Go through the data and copy each line where the word "grass" shows up.

-------- Entries shown

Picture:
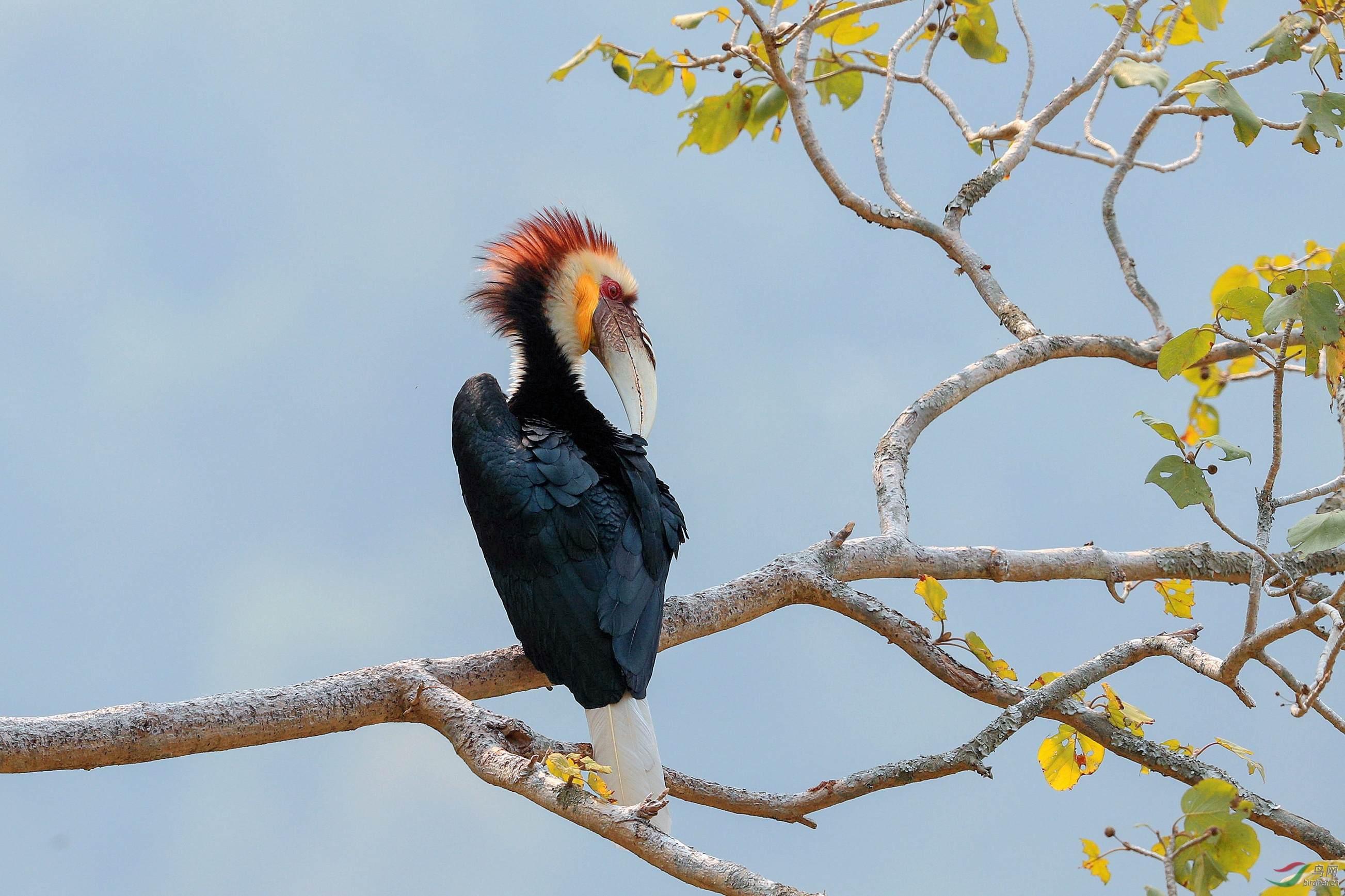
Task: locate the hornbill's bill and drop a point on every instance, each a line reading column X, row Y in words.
column 576, row 528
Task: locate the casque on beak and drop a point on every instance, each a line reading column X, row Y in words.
column 625, row 350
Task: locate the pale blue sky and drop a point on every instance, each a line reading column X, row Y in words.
column 233, row 241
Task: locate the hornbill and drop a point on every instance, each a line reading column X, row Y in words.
column 576, row 528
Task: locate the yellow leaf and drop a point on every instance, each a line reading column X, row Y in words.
column 693, row 19
column 1095, row 863
column 687, row 76
column 1125, row 715
column 1202, row 422
column 1056, row 758
column 1231, row 279
column 846, row 30
column 934, row 594
column 1067, row 755
column 564, row 768
column 591, row 765
column 1088, row 755
column 1207, row 378
column 1179, row 597
column 997, row 666
column 1186, row 31
column 758, row 47
column 1316, row 254
column 600, row 788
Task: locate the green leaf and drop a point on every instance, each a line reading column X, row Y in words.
column 717, row 121
column 1325, row 116
column 1207, row 805
column 1232, row 851
column 1208, row 12
column 1231, row 452
column 771, row 105
column 1295, row 279
column 1286, row 308
column 978, row 32
column 1284, row 39
column 576, row 59
column 1162, row 428
column 1237, row 850
column 1181, row 480
column 1321, row 324
column 845, row 86
column 1246, row 124
column 756, row 93
column 654, row 79
column 1317, row 532
column 1128, row 73
column 1186, row 350
column 1244, row 304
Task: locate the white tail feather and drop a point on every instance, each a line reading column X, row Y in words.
column 623, row 738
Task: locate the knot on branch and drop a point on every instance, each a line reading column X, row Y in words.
column 974, row 191
column 838, row 537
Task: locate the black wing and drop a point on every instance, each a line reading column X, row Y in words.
column 579, row 561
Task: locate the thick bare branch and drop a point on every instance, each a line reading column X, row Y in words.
column 889, row 465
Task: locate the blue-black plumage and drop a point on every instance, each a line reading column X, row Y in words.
column 576, row 528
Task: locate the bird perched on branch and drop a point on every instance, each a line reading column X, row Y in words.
column 576, row 528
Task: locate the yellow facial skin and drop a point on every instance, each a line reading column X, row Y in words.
column 575, row 296
column 585, row 296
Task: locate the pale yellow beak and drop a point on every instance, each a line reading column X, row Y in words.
column 625, row 350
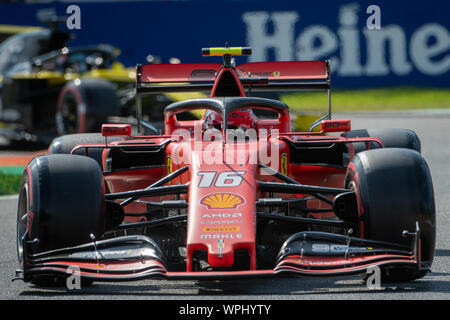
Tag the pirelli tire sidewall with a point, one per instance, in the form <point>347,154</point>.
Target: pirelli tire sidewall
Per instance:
<point>394,190</point>
<point>66,201</point>
<point>391,138</point>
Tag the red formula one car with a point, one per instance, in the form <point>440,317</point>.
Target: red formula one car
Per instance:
<point>234,194</point>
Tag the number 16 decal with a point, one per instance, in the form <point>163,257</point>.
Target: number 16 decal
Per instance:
<point>224,179</point>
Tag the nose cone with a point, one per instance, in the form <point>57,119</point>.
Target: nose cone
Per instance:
<point>222,209</point>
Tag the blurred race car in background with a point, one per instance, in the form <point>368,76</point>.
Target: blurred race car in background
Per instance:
<point>49,89</point>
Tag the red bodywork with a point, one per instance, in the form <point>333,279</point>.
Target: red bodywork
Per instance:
<point>222,197</point>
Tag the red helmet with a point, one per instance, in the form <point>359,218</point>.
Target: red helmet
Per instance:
<point>244,118</point>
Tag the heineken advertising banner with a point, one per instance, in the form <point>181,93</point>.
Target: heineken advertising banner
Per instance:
<point>369,43</point>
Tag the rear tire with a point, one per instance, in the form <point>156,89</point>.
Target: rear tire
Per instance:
<point>391,138</point>
<point>394,191</point>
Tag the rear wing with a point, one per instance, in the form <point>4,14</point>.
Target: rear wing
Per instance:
<point>254,76</point>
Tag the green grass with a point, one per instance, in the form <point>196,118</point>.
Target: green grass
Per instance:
<point>9,183</point>
<point>401,98</point>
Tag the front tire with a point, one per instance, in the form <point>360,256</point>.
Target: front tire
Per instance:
<point>394,191</point>
<point>61,202</point>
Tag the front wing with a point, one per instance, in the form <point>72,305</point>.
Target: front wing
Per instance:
<point>129,258</point>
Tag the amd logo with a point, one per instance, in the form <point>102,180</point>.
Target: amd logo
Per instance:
<point>427,50</point>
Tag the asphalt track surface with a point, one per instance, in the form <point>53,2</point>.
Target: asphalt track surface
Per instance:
<point>433,132</point>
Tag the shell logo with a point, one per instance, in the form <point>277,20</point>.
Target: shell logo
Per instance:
<point>222,201</point>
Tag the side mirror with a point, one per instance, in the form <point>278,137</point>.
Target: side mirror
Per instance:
<point>335,125</point>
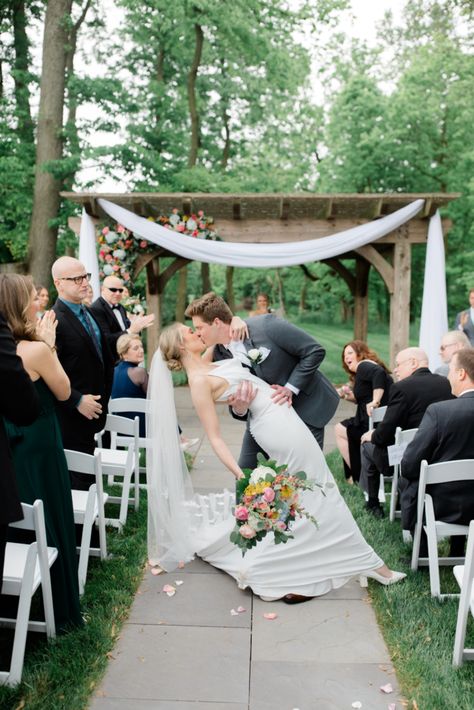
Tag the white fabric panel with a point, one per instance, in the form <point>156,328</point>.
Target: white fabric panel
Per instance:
<point>434,310</point>
<point>261,255</point>
<point>88,251</point>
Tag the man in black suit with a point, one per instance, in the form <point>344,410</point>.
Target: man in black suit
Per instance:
<point>446,433</point>
<point>415,389</point>
<point>289,361</point>
<point>112,316</point>
<point>85,356</point>
<point>20,404</point>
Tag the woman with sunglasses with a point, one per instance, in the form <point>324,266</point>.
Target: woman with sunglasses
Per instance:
<point>112,316</point>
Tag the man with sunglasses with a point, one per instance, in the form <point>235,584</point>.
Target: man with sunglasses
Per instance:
<point>85,355</point>
<point>112,316</point>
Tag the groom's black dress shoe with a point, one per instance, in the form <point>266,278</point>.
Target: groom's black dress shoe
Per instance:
<point>295,599</point>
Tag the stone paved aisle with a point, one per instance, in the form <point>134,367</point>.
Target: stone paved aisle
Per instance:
<point>188,652</point>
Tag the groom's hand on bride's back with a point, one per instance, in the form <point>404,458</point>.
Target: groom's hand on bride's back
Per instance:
<point>282,395</point>
<point>243,398</point>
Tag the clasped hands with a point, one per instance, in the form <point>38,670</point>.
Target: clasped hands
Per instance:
<point>245,393</point>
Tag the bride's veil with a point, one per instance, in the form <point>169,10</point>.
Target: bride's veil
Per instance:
<point>170,491</point>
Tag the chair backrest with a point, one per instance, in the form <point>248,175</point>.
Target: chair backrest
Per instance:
<point>443,472</point>
<point>404,436</point>
<point>128,404</point>
<point>122,425</point>
<point>377,416</point>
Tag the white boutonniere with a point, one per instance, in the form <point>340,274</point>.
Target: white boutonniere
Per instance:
<point>258,355</point>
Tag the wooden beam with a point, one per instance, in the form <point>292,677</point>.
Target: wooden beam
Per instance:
<point>378,262</point>
<point>361,300</point>
<point>400,298</point>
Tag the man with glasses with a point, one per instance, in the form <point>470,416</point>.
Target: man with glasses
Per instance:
<point>112,316</point>
<point>85,356</point>
<point>451,343</point>
<point>415,389</point>
<point>446,433</point>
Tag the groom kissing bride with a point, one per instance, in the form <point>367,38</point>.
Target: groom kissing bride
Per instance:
<point>286,358</point>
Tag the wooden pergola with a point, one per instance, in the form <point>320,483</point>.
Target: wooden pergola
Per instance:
<point>287,218</point>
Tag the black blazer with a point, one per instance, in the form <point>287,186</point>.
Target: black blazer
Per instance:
<point>88,375</point>
<point>294,357</point>
<point>446,433</point>
<point>20,404</point>
<point>407,403</point>
<point>108,323</point>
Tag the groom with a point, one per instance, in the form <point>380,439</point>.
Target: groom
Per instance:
<point>284,356</point>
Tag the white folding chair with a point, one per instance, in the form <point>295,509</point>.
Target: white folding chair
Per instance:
<point>444,472</point>
<point>121,462</point>
<point>88,509</point>
<point>402,438</point>
<point>464,576</point>
<point>26,567</point>
<point>131,404</point>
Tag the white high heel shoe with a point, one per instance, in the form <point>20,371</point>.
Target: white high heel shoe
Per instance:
<point>373,574</point>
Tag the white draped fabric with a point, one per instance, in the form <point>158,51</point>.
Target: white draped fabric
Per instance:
<point>261,255</point>
<point>88,251</point>
<point>434,311</point>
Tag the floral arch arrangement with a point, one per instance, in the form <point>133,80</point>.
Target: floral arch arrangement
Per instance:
<point>119,249</point>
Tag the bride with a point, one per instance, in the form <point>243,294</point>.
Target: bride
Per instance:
<point>181,524</point>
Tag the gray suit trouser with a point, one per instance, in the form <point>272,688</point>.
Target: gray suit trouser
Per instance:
<point>250,448</point>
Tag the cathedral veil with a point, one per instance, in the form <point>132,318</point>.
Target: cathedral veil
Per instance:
<point>170,491</point>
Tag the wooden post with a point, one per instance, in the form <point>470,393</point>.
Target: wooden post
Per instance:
<point>361,300</point>
<point>153,299</point>
<point>400,298</point>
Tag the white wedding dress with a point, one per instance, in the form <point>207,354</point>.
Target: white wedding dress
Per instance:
<point>318,559</point>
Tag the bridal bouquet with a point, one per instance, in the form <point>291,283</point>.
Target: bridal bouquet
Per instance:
<point>268,500</point>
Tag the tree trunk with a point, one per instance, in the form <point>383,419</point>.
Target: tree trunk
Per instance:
<point>229,280</point>
<point>46,200</point>
<point>181,301</point>
<point>205,278</point>
<point>20,73</point>
<point>193,112</point>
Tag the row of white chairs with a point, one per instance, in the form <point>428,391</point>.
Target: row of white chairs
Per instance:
<point>27,566</point>
<point>436,530</point>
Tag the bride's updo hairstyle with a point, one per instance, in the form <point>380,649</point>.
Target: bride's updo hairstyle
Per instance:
<point>170,343</point>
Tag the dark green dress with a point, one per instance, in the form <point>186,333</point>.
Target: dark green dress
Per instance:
<point>41,472</point>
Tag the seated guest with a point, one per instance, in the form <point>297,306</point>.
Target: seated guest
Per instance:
<point>446,433</point>
<point>371,382</point>
<point>415,389</point>
<point>20,403</point>
<point>453,341</point>
<point>112,316</point>
<point>132,381</point>
<point>465,319</point>
<point>37,449</point>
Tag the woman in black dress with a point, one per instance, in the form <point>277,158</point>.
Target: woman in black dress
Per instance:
<point>371,382</point>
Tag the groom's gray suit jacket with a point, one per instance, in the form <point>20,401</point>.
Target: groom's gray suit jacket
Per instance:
<point>294,358</point>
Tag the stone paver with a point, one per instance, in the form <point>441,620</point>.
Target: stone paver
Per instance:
<point>187,652</point>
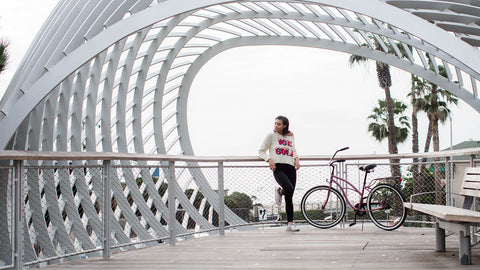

----------------

## Solution
Tag the green grass with a point, one per instance, in the form <point>196,118</point>.
Target: green grass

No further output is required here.